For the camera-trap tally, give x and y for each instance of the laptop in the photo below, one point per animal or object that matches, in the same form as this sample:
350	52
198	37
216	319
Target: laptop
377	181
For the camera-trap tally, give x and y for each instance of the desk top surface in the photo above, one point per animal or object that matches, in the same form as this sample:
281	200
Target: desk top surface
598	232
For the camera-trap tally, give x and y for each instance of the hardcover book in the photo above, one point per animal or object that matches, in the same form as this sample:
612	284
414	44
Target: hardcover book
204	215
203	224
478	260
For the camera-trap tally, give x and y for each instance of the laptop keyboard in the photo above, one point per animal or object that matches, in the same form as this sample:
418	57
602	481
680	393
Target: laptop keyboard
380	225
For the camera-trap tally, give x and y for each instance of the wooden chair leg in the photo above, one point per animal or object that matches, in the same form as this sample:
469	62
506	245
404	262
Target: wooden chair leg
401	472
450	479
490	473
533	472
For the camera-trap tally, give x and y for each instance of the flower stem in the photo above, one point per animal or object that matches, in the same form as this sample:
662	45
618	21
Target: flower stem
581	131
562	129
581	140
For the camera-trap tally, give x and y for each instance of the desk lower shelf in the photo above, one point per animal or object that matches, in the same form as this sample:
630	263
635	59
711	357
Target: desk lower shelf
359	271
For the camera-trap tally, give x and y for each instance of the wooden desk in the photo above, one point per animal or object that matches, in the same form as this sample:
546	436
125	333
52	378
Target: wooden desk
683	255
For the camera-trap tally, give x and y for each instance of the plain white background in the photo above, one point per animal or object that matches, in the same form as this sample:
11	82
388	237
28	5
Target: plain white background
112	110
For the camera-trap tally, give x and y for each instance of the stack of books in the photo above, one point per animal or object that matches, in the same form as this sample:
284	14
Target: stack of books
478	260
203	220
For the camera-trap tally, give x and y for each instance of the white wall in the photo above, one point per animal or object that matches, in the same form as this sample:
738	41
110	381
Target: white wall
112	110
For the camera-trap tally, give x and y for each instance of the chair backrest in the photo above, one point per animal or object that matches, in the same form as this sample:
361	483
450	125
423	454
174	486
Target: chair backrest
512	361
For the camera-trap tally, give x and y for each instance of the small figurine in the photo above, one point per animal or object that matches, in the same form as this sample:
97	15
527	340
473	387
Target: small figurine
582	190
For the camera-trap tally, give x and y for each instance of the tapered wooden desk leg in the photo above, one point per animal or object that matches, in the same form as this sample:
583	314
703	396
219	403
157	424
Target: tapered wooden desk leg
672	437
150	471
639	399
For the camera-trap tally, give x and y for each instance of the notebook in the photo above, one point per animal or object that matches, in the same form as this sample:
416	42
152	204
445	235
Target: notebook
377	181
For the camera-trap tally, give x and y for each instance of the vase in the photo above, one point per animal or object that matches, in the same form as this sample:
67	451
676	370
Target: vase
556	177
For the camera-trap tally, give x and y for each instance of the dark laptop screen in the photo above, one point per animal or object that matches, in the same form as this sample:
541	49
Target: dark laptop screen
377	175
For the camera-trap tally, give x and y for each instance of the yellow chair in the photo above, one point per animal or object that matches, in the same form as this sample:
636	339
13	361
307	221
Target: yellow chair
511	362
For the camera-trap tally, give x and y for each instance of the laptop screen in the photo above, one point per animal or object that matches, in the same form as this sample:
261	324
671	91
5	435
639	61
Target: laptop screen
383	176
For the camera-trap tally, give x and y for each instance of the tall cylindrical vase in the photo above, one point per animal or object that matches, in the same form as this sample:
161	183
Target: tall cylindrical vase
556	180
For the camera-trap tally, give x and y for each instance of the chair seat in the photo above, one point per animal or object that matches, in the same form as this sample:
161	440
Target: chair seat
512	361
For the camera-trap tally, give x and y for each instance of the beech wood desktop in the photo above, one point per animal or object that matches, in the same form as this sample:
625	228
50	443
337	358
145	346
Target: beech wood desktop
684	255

__________

(REQUEST): Take the line with "the chair seat" and all lines after it through the end of the records, and write them out exactly; include nothing else.

(WORKED SOLUTION):
For the camera-trap tally, give x and y for each instance of the chair seat in the photo above, one point per animal or object that matches, in the same form as this sample:
161	440
Target: chair seat
512	361
For the camera-trap tally, give x and y for each instance of the beech wood desktop in the photo above, one point per animal or object that matches, in the same form as this sample:
625	228
50	443
337	358
145	346
Target: beech wood desktop
684	255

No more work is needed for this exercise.